** What you need to do **
Resume the article on the Lynn clergy-abuse trial, which is given below ahead of the rows, and carry it on from its final sentence.
** Selected excerpt follows **
His statements highlighted an unusual facet of the case - that much of the prosecution case so far against Lynn is built on claims that have never been litigated and against priests, such as Gana, who have never been charged or represented in court.
In a key decision, Sarmina ruled that the prosecutors can introduce such evidence to show that Lynn became acutely aware of the depth and scope of clergy-sex abuse during his 12 years in the archdiocese administration, and that he, and the archdiocese, routinely ignored or failed to act on evidence of priests assaulting children.
The district attorneys are offering the evidence to bolster their claim that Lynn endangered children when he recommended the Rev. James J. Brennan and another priest, Edward Avery, for parish assignments in the 1990s despite knowing or suspecting them of misconduct with minors.
Avery has pleaded guilty to sexually assaulting a 10-year-old altar boy. Brennan is being tried with Lynn on charges that he attempted to rape a 14-year-old boy in 1996.
Both priests have often been footnotes in the first month of trial. Instead, jurors have heard a drumbeat of evidence about 15 other priests, nearly all of whom have died or been defrocked or removed from ministry. Most of the allegations against them were aired in the 2005 Philadelphia grand jury report about clergy sex abuse but were beyond the statute of limitations to be charged.
But prosecutors have adopted a courtroom blueprint to present them anew: Show jurors decades-old confidential church records that chronicle abuse claims and investigations, let them hear emotional testimony directly from the alleged victims, then read jurors the explanations Lynn gave to a grand jury a decade ago.
It's a strategy that has given defense lawyers little room to make their cases.
Brennan's lawyer, William Brennan (who is no relation), has repeatedly asked prosecutors to remind jurors that the old cases have nothing to do with the allegations against his client. "We're doing this star-chamber proceeding where these detectives get up and read this stuff [the church records] like it's gospel," he complained once when the jury was out of the room.
The task for Lynn's lawyers, Thomas Bergstrom and Jeffrey Lindy, has been more delicate.
** End of Selected excerpt **
** Material shown follows **
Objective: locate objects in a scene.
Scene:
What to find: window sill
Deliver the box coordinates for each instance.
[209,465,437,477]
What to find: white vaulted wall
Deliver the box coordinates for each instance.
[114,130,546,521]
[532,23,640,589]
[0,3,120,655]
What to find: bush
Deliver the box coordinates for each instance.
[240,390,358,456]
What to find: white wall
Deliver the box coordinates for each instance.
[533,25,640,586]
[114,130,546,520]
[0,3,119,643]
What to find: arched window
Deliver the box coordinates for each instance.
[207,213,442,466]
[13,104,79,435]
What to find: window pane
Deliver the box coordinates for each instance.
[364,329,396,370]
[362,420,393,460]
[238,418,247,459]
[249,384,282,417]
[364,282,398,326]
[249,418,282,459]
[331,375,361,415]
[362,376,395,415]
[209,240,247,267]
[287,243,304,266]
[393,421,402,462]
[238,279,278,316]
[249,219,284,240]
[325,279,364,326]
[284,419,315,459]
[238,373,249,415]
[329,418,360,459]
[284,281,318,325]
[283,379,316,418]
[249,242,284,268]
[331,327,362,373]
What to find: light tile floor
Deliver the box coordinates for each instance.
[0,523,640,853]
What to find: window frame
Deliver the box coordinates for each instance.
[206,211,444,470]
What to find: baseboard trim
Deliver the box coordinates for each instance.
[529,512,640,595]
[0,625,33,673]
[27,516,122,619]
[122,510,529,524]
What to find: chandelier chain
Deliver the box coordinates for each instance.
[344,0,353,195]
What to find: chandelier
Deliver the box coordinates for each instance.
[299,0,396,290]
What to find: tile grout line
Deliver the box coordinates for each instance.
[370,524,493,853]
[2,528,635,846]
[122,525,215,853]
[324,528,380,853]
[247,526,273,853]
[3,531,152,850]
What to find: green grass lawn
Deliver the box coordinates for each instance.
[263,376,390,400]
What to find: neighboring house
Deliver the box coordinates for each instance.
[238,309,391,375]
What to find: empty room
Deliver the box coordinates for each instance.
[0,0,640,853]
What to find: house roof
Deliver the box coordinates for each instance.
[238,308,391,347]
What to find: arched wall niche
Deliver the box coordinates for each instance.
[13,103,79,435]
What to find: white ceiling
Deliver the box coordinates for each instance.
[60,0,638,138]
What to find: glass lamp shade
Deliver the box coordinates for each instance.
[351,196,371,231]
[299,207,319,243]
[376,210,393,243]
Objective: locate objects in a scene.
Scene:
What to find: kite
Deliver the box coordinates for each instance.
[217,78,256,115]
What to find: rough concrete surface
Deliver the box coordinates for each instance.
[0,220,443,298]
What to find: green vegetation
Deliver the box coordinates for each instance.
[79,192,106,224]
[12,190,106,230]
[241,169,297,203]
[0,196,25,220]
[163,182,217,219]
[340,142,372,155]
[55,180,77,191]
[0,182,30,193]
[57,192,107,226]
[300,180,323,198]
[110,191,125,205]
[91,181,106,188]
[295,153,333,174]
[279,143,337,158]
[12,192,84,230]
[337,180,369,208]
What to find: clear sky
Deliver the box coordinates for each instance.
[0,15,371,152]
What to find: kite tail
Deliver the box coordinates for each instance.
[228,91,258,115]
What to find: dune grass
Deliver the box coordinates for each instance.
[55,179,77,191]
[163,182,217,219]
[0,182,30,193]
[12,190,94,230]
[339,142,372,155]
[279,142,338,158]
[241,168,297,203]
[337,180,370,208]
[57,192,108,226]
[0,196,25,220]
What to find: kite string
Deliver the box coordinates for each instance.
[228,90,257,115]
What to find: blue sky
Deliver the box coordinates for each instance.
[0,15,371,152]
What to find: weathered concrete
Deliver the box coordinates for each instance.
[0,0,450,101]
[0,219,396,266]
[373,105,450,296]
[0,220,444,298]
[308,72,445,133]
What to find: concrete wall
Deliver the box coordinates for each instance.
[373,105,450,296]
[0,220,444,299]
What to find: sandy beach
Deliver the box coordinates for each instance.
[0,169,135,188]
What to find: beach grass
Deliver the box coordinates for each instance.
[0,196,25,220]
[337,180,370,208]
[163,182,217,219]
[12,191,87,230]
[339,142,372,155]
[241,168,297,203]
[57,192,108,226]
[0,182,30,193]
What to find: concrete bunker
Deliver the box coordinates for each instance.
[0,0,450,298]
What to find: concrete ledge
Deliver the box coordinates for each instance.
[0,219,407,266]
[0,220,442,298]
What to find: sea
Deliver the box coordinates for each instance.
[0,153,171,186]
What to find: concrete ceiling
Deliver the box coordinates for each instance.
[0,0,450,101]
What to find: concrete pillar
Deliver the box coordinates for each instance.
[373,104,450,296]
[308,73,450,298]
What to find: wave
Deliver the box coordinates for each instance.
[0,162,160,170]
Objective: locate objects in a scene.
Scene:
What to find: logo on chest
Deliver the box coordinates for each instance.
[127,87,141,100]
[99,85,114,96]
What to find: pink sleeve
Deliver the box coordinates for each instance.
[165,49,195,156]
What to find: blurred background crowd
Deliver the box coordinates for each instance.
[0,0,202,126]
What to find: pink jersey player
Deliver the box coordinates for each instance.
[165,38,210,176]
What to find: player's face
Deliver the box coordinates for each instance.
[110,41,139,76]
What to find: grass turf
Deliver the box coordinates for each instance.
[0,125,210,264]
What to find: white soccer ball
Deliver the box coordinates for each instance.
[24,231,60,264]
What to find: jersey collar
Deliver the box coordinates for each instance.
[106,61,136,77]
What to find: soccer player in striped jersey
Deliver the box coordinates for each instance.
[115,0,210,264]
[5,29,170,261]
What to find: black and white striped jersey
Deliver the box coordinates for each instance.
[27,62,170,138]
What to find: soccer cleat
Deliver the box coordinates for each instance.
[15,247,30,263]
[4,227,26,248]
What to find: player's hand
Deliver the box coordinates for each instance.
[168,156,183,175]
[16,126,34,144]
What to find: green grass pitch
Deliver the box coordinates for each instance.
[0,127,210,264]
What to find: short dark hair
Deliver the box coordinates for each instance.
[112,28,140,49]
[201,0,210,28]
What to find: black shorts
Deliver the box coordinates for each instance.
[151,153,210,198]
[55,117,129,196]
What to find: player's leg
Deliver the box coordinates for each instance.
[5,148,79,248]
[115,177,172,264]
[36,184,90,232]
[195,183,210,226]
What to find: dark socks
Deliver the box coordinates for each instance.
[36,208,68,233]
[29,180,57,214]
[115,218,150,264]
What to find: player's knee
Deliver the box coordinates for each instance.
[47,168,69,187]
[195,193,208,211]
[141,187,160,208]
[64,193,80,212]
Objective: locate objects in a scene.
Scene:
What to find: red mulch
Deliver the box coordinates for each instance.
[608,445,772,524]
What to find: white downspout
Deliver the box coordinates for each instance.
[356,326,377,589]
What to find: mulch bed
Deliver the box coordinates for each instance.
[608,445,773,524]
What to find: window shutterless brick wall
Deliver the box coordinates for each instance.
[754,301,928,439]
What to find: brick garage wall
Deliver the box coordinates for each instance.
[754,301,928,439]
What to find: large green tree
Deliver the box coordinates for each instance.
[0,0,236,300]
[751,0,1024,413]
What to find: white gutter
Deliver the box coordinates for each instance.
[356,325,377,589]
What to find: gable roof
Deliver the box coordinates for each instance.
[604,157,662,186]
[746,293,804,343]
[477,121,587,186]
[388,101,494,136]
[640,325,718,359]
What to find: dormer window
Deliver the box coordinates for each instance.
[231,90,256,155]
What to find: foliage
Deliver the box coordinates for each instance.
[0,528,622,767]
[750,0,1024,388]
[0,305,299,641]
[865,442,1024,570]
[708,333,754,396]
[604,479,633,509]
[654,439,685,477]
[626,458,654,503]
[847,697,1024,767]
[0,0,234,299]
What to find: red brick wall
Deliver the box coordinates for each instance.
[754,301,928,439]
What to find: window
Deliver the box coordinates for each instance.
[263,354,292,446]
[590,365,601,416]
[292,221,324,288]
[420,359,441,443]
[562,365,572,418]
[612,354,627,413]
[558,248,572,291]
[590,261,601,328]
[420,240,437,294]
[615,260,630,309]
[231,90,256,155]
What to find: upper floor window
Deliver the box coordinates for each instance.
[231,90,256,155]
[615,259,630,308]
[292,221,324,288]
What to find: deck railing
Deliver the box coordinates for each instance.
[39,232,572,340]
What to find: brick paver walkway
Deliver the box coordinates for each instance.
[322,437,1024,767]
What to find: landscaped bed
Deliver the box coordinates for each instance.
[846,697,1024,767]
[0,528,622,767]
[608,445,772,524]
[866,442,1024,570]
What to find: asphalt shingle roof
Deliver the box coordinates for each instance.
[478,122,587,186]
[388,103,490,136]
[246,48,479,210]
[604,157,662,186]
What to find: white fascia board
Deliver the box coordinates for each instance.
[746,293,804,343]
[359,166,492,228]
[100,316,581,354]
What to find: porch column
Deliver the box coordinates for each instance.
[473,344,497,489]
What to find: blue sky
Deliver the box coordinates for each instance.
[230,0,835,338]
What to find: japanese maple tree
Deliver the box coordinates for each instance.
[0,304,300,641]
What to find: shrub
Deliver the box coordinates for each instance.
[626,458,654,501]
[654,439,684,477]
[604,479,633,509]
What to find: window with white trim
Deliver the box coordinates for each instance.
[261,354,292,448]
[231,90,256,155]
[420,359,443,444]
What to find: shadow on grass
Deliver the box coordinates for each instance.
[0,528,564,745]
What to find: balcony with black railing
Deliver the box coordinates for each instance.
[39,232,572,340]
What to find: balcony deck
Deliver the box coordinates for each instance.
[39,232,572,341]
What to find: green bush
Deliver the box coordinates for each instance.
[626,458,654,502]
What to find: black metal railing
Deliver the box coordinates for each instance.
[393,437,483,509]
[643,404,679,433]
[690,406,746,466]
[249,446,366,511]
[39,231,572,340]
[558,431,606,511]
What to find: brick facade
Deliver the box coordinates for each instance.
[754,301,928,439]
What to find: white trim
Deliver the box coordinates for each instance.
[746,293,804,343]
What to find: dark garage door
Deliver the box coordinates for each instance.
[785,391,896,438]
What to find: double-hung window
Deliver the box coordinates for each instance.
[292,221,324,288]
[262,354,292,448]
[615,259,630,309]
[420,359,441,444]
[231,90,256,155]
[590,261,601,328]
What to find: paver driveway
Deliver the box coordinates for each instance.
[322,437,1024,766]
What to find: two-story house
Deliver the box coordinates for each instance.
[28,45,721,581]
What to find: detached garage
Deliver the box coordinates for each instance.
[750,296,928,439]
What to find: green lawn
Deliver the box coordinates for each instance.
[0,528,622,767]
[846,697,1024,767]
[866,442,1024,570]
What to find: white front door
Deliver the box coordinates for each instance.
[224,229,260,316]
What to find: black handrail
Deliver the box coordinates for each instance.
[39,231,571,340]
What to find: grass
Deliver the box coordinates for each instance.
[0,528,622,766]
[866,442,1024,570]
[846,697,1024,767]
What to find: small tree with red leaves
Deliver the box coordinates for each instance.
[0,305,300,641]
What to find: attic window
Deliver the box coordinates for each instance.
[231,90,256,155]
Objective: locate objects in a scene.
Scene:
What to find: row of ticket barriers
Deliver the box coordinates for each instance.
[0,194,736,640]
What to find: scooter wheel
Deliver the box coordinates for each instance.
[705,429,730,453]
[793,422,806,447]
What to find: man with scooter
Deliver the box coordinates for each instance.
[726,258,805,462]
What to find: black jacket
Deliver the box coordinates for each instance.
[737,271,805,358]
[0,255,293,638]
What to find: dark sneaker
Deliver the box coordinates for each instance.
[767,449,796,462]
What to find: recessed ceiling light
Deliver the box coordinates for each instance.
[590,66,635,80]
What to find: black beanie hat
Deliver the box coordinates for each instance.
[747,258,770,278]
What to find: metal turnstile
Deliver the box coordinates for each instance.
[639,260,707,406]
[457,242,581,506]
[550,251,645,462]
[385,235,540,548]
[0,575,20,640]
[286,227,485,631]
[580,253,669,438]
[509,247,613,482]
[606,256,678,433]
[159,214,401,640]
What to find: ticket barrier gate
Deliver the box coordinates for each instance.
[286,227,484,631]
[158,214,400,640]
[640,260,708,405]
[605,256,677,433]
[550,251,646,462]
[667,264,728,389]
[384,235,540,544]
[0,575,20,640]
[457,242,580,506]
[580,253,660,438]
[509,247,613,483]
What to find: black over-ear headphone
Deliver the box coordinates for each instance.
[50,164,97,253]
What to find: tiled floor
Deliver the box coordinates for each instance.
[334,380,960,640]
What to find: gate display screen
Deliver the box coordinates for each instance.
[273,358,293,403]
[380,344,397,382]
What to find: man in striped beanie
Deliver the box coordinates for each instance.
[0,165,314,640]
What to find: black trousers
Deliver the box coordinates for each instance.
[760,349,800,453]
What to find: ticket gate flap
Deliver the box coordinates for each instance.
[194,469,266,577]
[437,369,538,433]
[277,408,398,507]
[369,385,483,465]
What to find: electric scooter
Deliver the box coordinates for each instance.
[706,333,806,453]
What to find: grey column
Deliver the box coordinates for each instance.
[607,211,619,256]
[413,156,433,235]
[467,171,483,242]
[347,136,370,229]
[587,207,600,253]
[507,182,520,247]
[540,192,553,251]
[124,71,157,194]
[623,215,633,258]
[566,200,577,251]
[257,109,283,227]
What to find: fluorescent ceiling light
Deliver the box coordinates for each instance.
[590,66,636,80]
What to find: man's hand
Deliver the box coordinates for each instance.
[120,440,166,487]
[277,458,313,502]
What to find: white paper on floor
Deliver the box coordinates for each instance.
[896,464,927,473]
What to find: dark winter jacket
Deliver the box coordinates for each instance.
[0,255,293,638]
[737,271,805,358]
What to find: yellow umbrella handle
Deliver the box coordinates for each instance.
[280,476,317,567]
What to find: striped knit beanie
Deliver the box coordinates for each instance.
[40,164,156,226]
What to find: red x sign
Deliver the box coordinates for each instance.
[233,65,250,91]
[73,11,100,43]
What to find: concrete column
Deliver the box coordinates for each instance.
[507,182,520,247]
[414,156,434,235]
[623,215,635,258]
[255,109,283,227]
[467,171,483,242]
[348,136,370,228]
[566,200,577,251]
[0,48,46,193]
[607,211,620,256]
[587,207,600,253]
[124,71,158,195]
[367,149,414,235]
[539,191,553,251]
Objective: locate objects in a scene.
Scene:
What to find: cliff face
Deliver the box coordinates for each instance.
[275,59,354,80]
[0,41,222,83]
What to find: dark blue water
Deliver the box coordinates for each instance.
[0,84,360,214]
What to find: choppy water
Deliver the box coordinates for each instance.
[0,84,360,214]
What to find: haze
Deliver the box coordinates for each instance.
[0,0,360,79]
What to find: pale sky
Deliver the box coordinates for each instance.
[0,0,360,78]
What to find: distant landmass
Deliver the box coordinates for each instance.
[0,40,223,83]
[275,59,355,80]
** End of Material shown **
** Answer below **
Wary of being too aggressive with alleged victims, they instead have pressed witnesses to acknowledge that they never had contact with Lynn, or that if they did, the secretary for clergy responded promptly. They maintain that Lynn tried more than other church officials to isolate abusive priests and respond to victims but lacked the authority to do more.
Under cross-examination from Bergstrom last week, one of Gana's accusers conceded that he repeatedly demanded and received money from the priest after threatening to expose him.
Jurors are just as likely to remember his testimony about the abuse. Describing the harm the priest did to him, the man said: "It is an emptiness where my soul should be."
More is coming. Prosecutors are expected to call witnesses and accused victims of a half-dozen more priests, including the former altar boy whom Avery admitted assaulting. They also plan to continue reading Lynn's grand jury testimony, which could equally resonate with jurors.
Last week, they heard Lynn, in grand jury testimony from a decade ago, explain why he did not investigate claims in 1992 that Gana may have abused multiple teen boys. He was not sure about the accuser's credibility, he said, but did not try to interview other potential victims because he did not want to re-victimize them. Lynn also said he failed to send Gana for a medical evaluation or treatment because he was distracted by other aspects of his job.
Gana remained in his post as a pastor for three more years, until a second accuser came forward.
"As I look back on it," Lynn told the grand jury, "it was just one of those things that fell through the cracks."